Copy out the items from the start through the line holding "68,211 -> 215,241", inclusive, keeping the requests as they are and shifting every box coordinate in the answers up by 3.

===== Stored data

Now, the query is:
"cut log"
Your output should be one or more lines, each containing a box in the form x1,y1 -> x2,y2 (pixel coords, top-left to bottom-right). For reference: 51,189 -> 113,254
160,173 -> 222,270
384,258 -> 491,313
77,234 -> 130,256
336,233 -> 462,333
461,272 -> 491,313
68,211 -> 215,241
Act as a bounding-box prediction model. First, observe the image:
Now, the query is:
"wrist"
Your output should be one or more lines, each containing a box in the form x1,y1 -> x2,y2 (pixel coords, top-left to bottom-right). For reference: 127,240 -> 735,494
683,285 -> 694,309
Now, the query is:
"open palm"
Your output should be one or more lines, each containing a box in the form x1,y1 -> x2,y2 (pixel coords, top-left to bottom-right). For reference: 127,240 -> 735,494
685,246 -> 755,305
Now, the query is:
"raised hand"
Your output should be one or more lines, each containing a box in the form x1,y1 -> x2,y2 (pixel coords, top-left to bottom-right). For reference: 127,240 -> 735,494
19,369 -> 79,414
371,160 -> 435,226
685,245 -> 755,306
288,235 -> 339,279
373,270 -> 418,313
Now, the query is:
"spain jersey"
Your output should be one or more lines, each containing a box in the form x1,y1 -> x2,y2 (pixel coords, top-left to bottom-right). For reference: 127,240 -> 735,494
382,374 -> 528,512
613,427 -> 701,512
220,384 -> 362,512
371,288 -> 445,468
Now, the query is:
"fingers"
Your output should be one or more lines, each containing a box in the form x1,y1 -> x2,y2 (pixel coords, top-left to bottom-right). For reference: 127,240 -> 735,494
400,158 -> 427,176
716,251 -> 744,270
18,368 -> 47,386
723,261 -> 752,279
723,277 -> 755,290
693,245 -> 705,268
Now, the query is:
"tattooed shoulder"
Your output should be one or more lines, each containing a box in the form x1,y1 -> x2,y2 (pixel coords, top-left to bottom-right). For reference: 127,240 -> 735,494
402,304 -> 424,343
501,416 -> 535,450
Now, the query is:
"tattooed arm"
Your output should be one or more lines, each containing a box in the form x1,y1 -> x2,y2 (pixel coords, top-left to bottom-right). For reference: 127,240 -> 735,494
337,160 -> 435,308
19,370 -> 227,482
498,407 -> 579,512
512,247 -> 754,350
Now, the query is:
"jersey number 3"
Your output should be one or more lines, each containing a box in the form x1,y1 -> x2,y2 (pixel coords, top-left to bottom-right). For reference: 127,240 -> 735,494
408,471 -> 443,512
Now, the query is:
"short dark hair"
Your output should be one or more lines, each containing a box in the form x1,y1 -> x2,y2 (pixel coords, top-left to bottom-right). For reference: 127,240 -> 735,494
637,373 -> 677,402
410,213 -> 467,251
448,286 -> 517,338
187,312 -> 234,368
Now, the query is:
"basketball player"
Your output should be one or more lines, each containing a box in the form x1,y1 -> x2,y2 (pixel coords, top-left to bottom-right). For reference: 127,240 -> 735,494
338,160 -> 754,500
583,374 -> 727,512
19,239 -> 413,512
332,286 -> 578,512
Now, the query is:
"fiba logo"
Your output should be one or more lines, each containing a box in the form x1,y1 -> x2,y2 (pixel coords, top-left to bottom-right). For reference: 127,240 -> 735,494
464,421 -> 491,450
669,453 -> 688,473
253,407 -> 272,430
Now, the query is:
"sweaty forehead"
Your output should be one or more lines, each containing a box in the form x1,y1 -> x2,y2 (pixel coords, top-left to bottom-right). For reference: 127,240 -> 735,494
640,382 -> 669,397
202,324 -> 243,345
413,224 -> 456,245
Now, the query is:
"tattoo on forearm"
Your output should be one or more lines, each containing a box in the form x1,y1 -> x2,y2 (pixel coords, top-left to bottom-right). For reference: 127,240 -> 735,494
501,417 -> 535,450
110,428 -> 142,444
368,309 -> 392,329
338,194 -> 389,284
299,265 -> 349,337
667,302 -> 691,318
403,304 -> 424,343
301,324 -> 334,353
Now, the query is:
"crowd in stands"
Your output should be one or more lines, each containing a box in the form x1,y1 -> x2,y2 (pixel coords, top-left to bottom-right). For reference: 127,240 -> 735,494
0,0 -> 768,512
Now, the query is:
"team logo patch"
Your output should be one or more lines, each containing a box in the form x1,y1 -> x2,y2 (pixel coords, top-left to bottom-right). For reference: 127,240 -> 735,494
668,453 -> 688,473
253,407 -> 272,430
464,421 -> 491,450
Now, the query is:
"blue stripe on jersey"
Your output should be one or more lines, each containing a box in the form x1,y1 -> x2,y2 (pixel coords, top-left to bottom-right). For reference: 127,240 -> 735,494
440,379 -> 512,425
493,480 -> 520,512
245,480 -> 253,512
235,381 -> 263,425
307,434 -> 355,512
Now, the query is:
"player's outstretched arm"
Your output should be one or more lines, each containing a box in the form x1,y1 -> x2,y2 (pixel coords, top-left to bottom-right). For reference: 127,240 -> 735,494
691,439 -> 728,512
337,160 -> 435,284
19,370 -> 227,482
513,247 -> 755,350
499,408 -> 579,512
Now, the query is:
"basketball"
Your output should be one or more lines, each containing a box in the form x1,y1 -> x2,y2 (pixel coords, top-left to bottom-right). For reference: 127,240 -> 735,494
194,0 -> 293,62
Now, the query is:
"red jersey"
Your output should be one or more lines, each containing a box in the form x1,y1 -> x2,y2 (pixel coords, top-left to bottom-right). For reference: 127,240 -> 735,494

==========

The completed task
Now, the query is:
"cut log"
Your output should be one or more lines, each containing a box in the form x1,y1 -> x2,y2 (pixel coords, top-left to bottom-right). For reference: 51,189 -> 113,254
163,176 -> 225,273
387,261 -> 494,316
80,237 -> 133,259
339,236 -> 465,336
464,275 -> 494,316
71,214 -> 218,244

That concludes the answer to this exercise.